Gustavo Miquelin Fernandes



Aludido pensamento, ainda em franco desenvolvimento no Brasil, veicula a ideia que as indenizações por responsabilidade civil aquiliana (ou extra-contratual) devem, além de serem restitutórias em relação ao que o prejudicado sofreu em seu patrimônio (material ou moral), ter a característica censória ou punitiva,  e, para que tal condenação aja no intuito de desestimular tais condutas gravosas, no que tange ao próprio causador, como a toda comunidade jurisdicionada. 

A punitive damages, que conhece também outros nomes, tais como: dano moral punitivo, teoria da pena privada, imaginary damages, speculative damages, doutrina dos danos punitivos, teoria do desestímulo, exemplary or punitive damages, tem gênese no Direito romano, ao depois, consolidada nos países da chamada Common Law, países com orientação jurídica e judicial mais consuetudinária , não escrita e jurisprudencial.

● **MATERIAL APRESENTADO**:
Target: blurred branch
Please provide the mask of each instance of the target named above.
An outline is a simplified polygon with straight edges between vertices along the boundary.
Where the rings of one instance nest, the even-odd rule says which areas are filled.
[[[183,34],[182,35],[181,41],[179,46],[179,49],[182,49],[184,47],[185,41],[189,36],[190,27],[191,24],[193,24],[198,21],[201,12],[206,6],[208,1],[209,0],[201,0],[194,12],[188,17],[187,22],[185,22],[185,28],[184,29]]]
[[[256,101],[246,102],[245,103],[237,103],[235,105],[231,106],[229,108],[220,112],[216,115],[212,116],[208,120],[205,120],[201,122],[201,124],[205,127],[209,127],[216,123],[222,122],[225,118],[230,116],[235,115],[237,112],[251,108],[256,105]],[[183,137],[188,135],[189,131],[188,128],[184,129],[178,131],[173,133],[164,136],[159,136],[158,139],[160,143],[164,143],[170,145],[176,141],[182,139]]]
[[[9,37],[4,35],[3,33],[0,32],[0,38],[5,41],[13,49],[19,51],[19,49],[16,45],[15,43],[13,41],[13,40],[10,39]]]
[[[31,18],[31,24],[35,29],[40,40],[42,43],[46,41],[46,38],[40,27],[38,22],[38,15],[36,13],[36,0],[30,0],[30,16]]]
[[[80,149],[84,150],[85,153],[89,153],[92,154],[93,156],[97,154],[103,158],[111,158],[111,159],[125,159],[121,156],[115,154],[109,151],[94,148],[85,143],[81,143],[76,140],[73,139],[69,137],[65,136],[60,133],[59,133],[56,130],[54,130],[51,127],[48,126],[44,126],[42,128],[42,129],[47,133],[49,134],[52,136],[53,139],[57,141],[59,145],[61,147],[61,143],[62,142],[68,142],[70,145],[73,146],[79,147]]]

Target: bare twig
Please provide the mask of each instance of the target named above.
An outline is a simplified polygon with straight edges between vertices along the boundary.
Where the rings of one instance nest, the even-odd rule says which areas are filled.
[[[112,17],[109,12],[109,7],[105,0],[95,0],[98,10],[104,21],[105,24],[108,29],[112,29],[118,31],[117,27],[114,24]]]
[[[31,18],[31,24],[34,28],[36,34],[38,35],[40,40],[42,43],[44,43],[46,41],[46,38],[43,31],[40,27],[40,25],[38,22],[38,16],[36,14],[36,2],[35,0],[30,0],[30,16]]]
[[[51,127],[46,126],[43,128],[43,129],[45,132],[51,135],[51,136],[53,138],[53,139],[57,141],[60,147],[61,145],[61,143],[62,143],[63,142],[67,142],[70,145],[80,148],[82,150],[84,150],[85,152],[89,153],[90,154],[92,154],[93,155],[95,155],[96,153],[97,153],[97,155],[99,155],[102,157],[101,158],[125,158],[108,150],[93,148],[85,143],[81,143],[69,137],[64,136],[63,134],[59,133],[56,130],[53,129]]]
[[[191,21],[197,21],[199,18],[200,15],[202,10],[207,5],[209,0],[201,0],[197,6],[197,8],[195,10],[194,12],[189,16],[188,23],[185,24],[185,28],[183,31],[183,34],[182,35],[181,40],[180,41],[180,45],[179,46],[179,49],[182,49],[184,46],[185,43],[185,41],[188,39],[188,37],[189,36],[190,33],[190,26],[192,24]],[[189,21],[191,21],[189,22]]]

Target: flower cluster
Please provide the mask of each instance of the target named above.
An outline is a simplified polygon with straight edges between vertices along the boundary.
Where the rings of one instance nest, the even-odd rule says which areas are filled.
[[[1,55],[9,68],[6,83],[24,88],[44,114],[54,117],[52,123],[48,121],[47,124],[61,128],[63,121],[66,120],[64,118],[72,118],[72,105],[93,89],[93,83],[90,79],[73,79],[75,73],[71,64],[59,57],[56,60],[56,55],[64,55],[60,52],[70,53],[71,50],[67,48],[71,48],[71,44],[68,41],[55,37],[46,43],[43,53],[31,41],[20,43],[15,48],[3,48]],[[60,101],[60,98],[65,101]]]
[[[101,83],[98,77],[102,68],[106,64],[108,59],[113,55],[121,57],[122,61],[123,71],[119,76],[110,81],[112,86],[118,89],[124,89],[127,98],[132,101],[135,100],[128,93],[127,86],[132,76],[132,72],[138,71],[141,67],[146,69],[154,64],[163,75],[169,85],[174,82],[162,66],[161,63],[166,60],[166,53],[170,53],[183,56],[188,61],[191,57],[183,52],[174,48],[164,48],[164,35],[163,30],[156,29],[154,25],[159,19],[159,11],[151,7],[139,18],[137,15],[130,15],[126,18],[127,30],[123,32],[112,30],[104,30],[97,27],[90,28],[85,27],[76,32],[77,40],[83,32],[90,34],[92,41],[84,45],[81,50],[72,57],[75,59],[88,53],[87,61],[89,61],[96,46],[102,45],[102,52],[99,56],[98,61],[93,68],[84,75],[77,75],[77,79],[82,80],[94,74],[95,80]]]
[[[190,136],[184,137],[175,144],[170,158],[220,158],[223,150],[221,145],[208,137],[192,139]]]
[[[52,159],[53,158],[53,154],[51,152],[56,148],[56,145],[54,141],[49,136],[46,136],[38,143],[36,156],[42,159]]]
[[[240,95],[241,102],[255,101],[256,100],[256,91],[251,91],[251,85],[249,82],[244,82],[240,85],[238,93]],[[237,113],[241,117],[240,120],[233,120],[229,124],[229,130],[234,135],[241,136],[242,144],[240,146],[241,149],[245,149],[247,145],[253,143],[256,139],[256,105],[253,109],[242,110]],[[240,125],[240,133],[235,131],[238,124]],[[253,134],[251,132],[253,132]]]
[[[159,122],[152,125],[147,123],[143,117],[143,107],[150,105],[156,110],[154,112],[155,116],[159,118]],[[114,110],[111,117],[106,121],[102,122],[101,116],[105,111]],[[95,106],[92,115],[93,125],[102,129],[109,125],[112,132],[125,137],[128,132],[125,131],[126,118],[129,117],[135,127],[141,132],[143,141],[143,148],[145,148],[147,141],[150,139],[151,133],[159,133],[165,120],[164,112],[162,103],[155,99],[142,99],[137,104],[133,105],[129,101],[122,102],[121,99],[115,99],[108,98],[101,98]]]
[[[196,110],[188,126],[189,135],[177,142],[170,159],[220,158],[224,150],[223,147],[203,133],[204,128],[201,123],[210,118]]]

● **QUESTÃO**: De acordo com o trecho fornecido sobre os danos punitivos, em que ramo do direito essa doutrina tem sua gênese?

● **SOLUÇÃO DA QUESTÃO**: No Direito romano.